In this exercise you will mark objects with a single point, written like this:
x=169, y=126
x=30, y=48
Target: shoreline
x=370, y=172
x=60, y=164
____
Instructions for the task. Return all of the data exactly as it reads.

Answer.
In this exercise you will mark objects with a single point, written like this:
x=169, y=126
x=30, y=48
Target: shoreline
x=370, y=172
x=60, y=164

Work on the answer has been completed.